[Saved dataset items]
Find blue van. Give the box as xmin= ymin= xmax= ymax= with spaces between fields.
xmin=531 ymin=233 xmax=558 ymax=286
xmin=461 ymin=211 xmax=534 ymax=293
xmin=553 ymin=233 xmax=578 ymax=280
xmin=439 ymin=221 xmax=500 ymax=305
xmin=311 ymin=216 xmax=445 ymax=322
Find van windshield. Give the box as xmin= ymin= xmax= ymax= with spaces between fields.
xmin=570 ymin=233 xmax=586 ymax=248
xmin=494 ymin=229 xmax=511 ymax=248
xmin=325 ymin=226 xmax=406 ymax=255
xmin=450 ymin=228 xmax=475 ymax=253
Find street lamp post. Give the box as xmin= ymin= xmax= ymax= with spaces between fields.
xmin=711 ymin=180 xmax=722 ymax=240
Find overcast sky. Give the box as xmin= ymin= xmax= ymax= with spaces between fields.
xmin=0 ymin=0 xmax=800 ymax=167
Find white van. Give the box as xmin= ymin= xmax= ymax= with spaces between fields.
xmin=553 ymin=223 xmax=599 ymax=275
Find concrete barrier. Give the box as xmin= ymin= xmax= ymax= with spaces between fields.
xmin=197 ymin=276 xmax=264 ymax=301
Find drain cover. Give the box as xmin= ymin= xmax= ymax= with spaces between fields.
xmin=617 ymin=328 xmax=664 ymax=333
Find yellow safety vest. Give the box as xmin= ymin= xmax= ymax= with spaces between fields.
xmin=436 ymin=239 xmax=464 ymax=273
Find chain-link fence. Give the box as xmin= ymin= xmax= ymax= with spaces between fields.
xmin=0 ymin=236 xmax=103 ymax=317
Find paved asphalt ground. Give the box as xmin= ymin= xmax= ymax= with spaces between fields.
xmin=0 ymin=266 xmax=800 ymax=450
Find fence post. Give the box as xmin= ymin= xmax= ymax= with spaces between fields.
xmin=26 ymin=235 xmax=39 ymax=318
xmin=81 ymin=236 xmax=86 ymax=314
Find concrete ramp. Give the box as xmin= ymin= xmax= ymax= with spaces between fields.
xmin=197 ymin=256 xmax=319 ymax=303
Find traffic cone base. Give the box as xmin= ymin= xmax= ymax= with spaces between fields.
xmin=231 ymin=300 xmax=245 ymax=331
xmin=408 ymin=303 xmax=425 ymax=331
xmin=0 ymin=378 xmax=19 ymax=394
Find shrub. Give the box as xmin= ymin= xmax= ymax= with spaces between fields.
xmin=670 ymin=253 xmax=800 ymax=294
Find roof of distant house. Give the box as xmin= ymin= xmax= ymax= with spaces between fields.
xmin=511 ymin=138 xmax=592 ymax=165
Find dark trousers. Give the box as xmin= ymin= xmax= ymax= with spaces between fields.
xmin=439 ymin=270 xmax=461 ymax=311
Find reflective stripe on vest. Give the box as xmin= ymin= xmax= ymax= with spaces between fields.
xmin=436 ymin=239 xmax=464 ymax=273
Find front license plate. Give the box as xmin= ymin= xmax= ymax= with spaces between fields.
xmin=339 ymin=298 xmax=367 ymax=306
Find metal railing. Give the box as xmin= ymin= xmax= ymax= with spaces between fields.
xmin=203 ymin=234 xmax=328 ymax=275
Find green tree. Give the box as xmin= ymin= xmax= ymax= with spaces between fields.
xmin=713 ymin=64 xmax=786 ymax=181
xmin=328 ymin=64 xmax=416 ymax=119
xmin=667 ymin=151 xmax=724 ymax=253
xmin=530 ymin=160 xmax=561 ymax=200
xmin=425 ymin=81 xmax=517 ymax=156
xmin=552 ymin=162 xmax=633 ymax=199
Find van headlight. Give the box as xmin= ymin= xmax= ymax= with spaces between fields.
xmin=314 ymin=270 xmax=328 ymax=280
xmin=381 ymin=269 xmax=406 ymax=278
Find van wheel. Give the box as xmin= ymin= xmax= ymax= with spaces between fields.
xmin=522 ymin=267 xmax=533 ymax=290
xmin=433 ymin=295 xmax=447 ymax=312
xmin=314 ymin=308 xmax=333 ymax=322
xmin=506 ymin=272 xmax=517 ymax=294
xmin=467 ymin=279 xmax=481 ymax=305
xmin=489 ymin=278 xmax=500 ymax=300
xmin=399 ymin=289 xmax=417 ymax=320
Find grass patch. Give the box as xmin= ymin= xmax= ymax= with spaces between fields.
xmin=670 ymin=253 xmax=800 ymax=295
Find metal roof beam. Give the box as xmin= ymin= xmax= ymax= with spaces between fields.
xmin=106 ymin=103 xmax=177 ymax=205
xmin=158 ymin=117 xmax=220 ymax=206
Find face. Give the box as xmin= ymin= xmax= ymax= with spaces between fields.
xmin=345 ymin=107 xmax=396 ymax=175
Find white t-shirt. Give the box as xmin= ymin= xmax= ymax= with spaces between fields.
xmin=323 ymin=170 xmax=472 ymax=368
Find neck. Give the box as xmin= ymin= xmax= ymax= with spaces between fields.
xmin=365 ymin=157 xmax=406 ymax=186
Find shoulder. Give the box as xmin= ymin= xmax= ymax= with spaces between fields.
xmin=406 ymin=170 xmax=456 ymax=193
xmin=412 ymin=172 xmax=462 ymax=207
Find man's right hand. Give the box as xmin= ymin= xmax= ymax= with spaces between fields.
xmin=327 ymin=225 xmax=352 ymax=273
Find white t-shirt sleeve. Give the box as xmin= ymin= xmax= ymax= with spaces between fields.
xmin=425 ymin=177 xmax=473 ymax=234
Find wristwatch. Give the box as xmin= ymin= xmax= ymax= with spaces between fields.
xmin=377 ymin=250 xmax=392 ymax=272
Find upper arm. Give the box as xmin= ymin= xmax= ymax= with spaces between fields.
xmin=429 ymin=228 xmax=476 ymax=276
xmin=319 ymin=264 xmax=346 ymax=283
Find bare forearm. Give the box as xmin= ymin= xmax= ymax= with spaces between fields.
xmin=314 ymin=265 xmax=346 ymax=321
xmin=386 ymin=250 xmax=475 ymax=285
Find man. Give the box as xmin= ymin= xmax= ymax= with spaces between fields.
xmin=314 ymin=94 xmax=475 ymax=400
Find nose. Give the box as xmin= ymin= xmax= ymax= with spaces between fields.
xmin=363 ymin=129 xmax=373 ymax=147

● TASK STATEMENT
Rewrite the material above, substituting "Write the box as" for every occurrence of "Give the box as" and leaving everything else unchanged.

● EXERCISE RESPONSE
Find blue van. Write the box as xmin= ymin= xmax= ymax= with spaces between fields.
xmin=531 ymin=233 xmax=558 ymax=286
xmin=461 ymin=211 xmax=534 ymax=293
xmin=553 ymin=233 xmax=578 ymax=280
xmin=439 ymin=221 xmax=500 ymax=305
xmin=311 ymin=216 xmax=445 ymax=322
Find van windshield. Write the box as xmin= ymin= xmax= ymax= with spaces between fields.
xmin=570 ymin=233 xmax=586 ymax=248
xmin=494 ymin=229 xmax=511 ymax=248
xmin=325 ymin=226 xmax=406 ymax=255
xmin=450 ymin=228 xmax=475 ymax=253
Find street lamp post. Write the box as xmin= ymin= xmax= ymax= with spaces between fields.
xmin=711 ymin=180 xmax=722 ymax=240
Find overcast sky. Write the box as xmin= ymin= xmax= ymax= with spaces between fields.
xmin=0 ymin=0 xmax=800 ymax=167
Find white van. Write the box as xmin= ymin= xmax= ymax= with spaces between fields.
xmin=553 ymin=223 xmax=599 ymax=275
Find concrete barrier. Write the box as xmin= ymin= xmax= ymax= with spaces between fields.
xmin=197 ymin=276 xmax=264 ymax=301
Find drain cover. Write the box as xmin= ymin= xmax= ymax= with spaces between fields.
xmin=617 ymin=328 xmax=664 ymax=333
Find yellow safety vest. Write the box as xmin= ymin= xmax= ymax= with spaces between fields.
xmin=436 ymin=239 xmax=464 ymax=273
Find chain-link fence. Write the box as xmin= ymin= xmax= ymax= with spaces between fields.
xmin=0 ymin=236 xmax=103 ymax=317
Find paved asphalt ground. Write the box as xmin= ymin= xmax= ymax= with spaces between fields.
xmin=0 ymin=266 xmax=800 ymax=450
Find fence post. Write the box as xmin= ymin= xmax= ymax= with spaces between fields.
xmin=26 ymin=235 xmax=39 ymax=318
xmin=81 ymin=236 xmax=86 ymax=314
Find concrete ramp. Write the box as xmin= ymin= xmax= ymax= with spaces between fields.
xmin=197 ymin=256 xmax=319 ymax=303
Find traffic cone base. Write the box as xmin= ymin= xmax= ymax= with spaces between fields.
xmin=231 ymin=300 xmax=245 ymax=331
xmin=408 ymin=303 xmax=425 ymax=331
xmin=0 ymin=378 xmax=19 ymax=394
Find shrub. Write the box as xmin= ymin= xmax= ymax= with spaces between fields.
xmin=670 ymin=253 xmax=800 ymax=294
Find roof of distant house. Write the box as xmin= ymin= xmax= ymax= with spaces between fields.
xmin=511 ymin=138 xmax=592 ymax=165
Find dark trousers. Write the box as xmin= ymin= xmax= ymax= with spaces between fields.
xmin=439 ymin=270 xmax=461 ymax=311
Find reflective stripe on vest. Write the box as xmin= ymin= xmax= ymax= with spaces between fields.
xmin=436 ymin=239 xmax=464 ymax=273
Find front license plate. Write the box as xmin= ymin= xmax= ymax= with spaces between fields.
xmin=339 ymin=298 xmax=367 ymax=306
Find metal railing. Write the box as xmin= ymin= xmax= ymax= with spaces between fields.
xmin=203 ymin=234 xmax=328 ymax=275
Find green tree. Write the box as xmin= ymin= xmax= ymax= with spaces between fields.
xmin=713 ymin=64 xmax=786 ymax=181
xmin=328 ymin=64 xmax=416 ymax=119
xmin=667 ymin=151 xmax=724 ymax=253
xmin=530 ymin=160 xmax=561 ymax=200
xmin=425 ymin=81 xmax=517 ymax=156
xmin=552 ymin=162 xmax=633 ymax=199
Find van headlight. Write the box as xmin= ymin= xmax= ymax= with spaces between fields.
xmin=314 ymin=270 xmax=328 ymax=280
xmin=381 ymin=269 xmax=406 ymax=278
Find van wheel. Write the box as xmin= ymin= xmax= ymax= with spaces between fields.
xmin=522 ymin=267 xmax=533 ymax=290
xmin=433 ymin=295 xmax=447 ymax=312
xmin=314 ymin=308 xmax=333 ymax=322
xmin=506 ymin=272 xmax=517 ymax=294
xmin=467 ymin=279 xmax=481 ymax=305
xmin=489 ymin=278 xmax=500 ymax=300
xmin=399 ymin=289 xmax=417 ymax=320
Find grass patch. Write the box as xmin= ymin= xmax= ymax= with spaces between fields.
xmin=670 ymin=253 xmax=800 ymax=295
Find metal roof beam. Write the box as xmin= ymin= xmax= ymax= with spaces between fields.
xmin=106 ymin=103 xmax=177 ymax=205
xmin=158 ymin=117 xmax=220 ymax=206
Find face. Write the box as xmin= ymin= xmax= ymax= with spaces between fields.
xmin=345 ymin=107 xmax=396 ymax=175
Find white t-shirt. Write the box as xmin= ymin= xmax= ymax= with spaces between fields.
xmin=323 ymin=170 xmax=472 ymax=368
Find neck. Write the box as xmin= ymin= xmax= ymax= with spaces between fields.
xmin=365 ymin=157 xmax=406 ymax=186
Find shoulder. Write the box as xmin= ymin= xmax= ymax= with spaces between fields.
xmin=406 ymin=170 xmax=456 ymax=193
xmin=412 ymin=172 xmax=462 ymax=207
Find man's right hand. Write the box as xmin= ymin= xmax= ymax= with spaces between fields.
xmin=327 ymin=225 xmax=352 ymax=273
Find white t-shirt sleeve. Write the box as xmin= ymin= xmax= ymax= with spaces between fields.
xmin=425 ymin=177 xmax=473 ymax=234
Find wristwatch. Write the box as xmin= ymin= xmax= ymax= with spaces between fields.
xmin=377 ymin=250 xmax=392 ymax=272
Find upper arm. Write the box as xmin= ymin= xmax= ymax= with spaces between fields.
xmin=429 ymin=228 xmax=476 ymax=276
xmin=319 ymin=264 xmax=346 ymax=283
Find bare forearm. Write the box as xmin= ymin= xmax= ymax= with spaces between fields.
xmin=314 ymin=265 xmax=346 ymax=321
xmin=386 ymin=250 xmax=475 ymax=285
Find man. Write the box as xmin= ymin= xmax= ymax= with spaces between fields.
xmin=314 ymin=94 xmax=475 ymax=400
Find nose. Write the box as xmin= ymin= xmax= ymax= with spaces between fields.
xmin=363 ymin=129 xmax=373 ymax=147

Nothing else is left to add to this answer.